▸ Teks Bacaan
»»

Sejak zaman purba para pedagang dari daerah sekitar Laut Tengah sudah mendatangi tanah air kita, terutama Sumatera. Di samping mencari emas, mereka mencari kemenyan (Styrax sumatrana) dan kapur barus (Dryobalanops aromatica) yang saat itu hanya ada di Sumatera.

Sebaliknya, para pedagang Nusantara pun sudah menjajakan komoditi mereka sampai ke Asia Barat dan Afrika Timur, sebagaimana tercantum pada naskah "Historia Naturalis" karya Plini abad pertama Masehi.
Dalam kitab umat Yahudi, Melakim (Raja-raja), fasal 9, diterangkan bahwa Nabi Sulaiman a.s. raja Israil menerima 420 talenta emas dari Hiram, Raja Tirus yang menjadi bawahan beliau. Emas itu didapatkan dari negeri Ophir.

Kata Ofir atau Ophir dalam bahasa Yunani ˈoʊ.fɜːr; bahasa Ibrani: אוֹפִיר, Modern Ofir Tiberias ʼÔp̄îr; dalam bahasa Inggris: Ophir, adalah suatu negeri atau wilayah yang kaya emas, yang merupakan negeri asal dari emas yang diterima Raja Salomo dari Hiram, seorang Raja Tirus. Dalam kitab Yahudi, Kitab 1 Raja-raja pasal 9, diterangkan bahwa Raja Salomo (Nabi Sulaiman), raja bangsa Israel menerima 420 talenta emas dari Hiram, raja Tirus, yang merupakan raja bawahannya. Diceritakan bahwa emas upeti tersebut didapatkan dari negeri Ofir, suatu negeri yang diberkati Tuhan dengan kekayaan emas dan kesuburan tanahnya.

««

(Entri anotasi titik pada gambar)
»»

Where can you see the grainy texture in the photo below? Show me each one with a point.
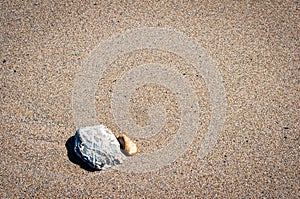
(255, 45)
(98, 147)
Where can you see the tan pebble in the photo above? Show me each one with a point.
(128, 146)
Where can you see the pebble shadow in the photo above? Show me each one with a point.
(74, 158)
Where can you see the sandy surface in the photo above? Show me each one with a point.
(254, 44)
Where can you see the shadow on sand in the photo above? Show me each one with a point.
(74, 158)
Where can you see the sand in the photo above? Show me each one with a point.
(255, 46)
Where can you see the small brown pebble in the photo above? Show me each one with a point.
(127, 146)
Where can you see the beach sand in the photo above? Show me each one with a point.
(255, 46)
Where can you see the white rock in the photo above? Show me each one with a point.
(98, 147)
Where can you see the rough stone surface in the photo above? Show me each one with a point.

««

▸ Soal untuk Dikerjakan
a - Tentukan apakah tiap pernyataan berikut sesuai dengan teks bacaan, lalu sertakan kutipan penentunya: (i) kemenyan dan kapur barus pada masa itu hanya terdapat di Sumatera; (ii) Hiram adalah raja Israil; (iii) "Historia Naturalis" karya Plini berasal dari abad pertama Masehi.
b - Menurut teks bacaan, dari negeri mana emas yang diterima Nabi Sulaiman dari Hiram berasal?
c - Teruskan teks bacaan dari kalimat terakhirnya.

▸ Jawaban Tiap Soal
a -
(i) Ya: "yang saat itu hanya ada di Sumatera".
(ii) Tidak: "Hiram, Raja Tirus yang menjadi bawahan beliau".
(iii) Ya: "karya Plini abad pertama Masehi".

b - Dari negeri Ophir, yang juga ditulis Ofir.

c -
Banyak ahli sejarah yang berpendapat bahwa negeri Ophir itu terletak di Sumatera! kota Tirus merupakan pusat pemasaran barang-barang dari Timur Jauh.

Di Sumatera Barat terdapat sebuah gunung yang bernama Gunung Talamau yang sebelumnya bernama Gunung Ophir. Mengenai dari mana asal nama Ophir yang diberikan pada gunung tersebut juga belum didapat data sejarah yang pasti. Sementara pulau Sumatera pada zaman purba disebut pulau Swarnadwipa, yang berarti pulau emas.

Ptolemeus menulis Geographike Hyphegesis berdasarkan informasi dari seorang pedagang Tirus yang bernama Marinus. Dan banyak petualang Eropa pada abad ke-15 dan ke-16 mencari emas ke Sumatera dengan anggapan bahwa di sanalah letak negeri Ophir-nya Nabi Sulaiman A.S.


Suwarnadwipa menjadi  “Sumatera” 

Nama Pulau Sumatera kini umum digunakan secara nasional maupun dunia internasional. Darimana asal mula nama ini?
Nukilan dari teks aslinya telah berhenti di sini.